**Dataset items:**

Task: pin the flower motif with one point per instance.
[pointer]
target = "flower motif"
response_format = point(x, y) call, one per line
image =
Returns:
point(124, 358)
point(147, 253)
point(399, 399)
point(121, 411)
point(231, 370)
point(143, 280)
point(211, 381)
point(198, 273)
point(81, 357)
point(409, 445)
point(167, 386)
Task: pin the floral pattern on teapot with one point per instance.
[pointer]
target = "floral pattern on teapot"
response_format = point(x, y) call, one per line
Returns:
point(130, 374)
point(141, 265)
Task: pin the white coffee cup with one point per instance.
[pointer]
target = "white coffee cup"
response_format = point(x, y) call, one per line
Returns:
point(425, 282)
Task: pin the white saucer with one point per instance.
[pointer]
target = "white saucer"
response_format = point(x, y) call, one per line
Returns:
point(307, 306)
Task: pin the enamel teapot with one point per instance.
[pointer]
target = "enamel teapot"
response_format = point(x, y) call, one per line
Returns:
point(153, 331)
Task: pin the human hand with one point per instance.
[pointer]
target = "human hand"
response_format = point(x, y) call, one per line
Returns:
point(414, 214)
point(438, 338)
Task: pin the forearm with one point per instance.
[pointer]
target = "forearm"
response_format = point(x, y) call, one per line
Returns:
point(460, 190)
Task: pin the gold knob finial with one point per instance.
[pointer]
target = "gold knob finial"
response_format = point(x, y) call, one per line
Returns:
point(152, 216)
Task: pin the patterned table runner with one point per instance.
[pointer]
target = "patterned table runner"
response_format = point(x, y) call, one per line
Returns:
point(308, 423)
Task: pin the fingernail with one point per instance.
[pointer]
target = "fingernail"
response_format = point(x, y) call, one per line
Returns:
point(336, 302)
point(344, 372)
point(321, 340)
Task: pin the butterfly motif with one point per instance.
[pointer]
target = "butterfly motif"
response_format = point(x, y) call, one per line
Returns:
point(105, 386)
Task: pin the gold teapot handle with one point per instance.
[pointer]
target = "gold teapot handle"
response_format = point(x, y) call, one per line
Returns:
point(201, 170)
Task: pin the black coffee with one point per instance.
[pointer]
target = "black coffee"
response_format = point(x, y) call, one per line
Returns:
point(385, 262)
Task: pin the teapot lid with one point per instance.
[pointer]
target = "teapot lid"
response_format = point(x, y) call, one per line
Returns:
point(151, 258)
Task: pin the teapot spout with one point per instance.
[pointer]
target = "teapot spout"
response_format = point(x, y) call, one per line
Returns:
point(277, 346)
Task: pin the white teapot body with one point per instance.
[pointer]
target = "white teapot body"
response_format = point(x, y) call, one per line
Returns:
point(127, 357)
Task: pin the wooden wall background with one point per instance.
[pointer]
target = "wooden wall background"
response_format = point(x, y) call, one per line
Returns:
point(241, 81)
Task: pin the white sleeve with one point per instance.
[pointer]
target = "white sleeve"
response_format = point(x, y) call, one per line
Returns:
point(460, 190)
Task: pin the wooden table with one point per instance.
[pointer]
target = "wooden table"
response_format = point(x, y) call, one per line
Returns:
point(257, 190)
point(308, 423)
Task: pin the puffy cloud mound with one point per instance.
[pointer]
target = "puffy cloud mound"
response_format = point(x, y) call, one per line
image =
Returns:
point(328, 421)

**Exercise directions:**
Search the data and copy each line containing "butterfly".

**Answer to the problem:**
Task: pin the butterfly motif with one point per instance.
target = "butterfly motif"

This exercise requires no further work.